▸ **Given task**
Starting at the line that contains "Spot the bald" and ending at the last line of the records, write those lines out again with "wristband" renamed to "sweatband" and nothing else changed.

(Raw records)
- - - - - - -

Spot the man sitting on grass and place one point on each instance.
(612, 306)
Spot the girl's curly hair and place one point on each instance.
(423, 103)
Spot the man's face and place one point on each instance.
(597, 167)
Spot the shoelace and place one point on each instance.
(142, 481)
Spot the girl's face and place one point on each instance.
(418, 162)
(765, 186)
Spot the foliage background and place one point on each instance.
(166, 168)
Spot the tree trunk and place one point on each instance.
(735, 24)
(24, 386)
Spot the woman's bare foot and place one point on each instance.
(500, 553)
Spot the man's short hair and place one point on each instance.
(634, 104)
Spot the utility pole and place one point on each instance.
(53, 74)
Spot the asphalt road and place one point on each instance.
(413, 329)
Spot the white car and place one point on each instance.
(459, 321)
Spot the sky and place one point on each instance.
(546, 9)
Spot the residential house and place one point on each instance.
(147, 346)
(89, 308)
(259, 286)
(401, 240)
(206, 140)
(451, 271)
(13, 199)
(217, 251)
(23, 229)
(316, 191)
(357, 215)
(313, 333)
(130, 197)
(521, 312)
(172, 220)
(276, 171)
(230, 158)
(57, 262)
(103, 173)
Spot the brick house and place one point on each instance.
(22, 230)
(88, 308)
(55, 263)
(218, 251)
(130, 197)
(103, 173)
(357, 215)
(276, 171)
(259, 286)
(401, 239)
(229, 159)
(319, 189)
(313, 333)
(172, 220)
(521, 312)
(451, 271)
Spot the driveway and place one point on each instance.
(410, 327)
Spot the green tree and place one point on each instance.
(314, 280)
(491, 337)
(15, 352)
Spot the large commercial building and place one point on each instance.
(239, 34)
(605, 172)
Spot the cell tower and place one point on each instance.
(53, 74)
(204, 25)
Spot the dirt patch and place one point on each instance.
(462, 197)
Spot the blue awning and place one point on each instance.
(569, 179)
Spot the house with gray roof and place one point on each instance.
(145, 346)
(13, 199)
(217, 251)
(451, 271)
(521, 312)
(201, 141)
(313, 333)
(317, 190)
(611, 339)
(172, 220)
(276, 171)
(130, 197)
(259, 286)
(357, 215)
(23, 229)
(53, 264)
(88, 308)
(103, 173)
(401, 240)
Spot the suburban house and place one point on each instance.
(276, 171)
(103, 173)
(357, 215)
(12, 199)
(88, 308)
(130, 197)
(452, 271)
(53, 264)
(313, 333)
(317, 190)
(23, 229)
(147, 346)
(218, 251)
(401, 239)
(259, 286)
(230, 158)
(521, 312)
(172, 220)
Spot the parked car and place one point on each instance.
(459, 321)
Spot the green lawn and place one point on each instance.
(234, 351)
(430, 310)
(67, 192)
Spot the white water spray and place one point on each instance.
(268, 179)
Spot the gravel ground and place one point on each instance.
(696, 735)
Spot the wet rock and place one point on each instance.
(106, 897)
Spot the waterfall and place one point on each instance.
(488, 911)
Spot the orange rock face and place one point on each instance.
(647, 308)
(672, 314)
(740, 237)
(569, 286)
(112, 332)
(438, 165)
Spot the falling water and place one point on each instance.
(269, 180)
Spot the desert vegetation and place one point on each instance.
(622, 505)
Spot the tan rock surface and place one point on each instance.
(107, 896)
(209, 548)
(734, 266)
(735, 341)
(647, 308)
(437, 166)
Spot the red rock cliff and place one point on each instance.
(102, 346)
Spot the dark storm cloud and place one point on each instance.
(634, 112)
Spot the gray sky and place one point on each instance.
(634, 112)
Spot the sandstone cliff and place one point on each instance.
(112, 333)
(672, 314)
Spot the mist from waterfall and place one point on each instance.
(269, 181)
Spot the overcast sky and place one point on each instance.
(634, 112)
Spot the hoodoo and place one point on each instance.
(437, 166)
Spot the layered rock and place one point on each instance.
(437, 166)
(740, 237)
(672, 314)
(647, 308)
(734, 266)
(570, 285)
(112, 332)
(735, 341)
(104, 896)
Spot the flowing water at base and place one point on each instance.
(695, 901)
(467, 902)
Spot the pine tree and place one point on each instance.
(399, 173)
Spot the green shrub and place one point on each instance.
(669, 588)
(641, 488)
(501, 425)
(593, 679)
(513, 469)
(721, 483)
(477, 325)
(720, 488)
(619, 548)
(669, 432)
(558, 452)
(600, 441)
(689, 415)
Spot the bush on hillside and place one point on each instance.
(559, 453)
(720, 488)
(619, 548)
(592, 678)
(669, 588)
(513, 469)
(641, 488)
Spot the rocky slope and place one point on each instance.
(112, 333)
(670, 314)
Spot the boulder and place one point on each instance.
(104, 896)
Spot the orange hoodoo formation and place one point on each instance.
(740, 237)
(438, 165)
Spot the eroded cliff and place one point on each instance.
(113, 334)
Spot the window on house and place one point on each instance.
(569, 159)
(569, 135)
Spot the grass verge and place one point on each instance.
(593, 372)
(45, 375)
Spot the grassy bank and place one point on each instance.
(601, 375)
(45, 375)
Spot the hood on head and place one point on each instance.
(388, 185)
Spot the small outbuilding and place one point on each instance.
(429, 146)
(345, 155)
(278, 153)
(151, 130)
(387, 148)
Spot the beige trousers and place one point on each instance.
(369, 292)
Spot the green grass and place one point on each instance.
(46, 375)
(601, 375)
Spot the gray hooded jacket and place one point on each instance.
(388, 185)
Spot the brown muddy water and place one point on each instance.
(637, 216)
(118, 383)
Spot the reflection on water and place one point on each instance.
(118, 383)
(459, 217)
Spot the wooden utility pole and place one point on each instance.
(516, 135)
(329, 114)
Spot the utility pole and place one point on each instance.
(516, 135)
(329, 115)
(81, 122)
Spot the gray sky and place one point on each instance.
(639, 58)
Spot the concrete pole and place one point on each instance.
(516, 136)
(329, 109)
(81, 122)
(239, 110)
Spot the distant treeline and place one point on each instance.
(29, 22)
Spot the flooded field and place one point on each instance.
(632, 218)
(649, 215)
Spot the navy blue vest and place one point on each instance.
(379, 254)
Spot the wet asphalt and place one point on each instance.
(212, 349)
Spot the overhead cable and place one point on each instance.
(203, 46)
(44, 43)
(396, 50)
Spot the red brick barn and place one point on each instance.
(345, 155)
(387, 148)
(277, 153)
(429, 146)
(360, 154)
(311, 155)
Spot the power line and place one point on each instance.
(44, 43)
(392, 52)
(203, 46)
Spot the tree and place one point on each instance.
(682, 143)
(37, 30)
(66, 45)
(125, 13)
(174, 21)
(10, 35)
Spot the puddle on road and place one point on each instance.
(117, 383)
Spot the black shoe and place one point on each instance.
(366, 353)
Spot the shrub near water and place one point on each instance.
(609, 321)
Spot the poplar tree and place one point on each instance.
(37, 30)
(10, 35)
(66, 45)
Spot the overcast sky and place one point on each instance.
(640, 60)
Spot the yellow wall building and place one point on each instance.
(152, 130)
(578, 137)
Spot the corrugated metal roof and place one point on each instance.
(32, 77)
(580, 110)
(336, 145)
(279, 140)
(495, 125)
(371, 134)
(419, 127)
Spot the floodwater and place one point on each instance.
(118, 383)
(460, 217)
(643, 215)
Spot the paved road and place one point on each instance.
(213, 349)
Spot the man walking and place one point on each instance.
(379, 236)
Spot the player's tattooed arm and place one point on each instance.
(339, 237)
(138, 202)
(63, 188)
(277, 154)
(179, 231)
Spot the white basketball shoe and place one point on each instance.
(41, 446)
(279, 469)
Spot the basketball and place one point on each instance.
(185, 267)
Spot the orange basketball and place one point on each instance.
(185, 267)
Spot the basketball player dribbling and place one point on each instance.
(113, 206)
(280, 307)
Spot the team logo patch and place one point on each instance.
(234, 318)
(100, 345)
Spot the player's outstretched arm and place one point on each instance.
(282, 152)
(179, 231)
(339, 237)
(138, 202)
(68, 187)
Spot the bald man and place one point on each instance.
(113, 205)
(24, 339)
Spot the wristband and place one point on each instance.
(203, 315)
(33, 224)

- - - - - - -

▸ **Task output**
Spot the bald man and place one point on each instance.
(113, 205)
(24, 339)
Spot the sweatband and place one point on each instance.
(203, 315)
(33, 224)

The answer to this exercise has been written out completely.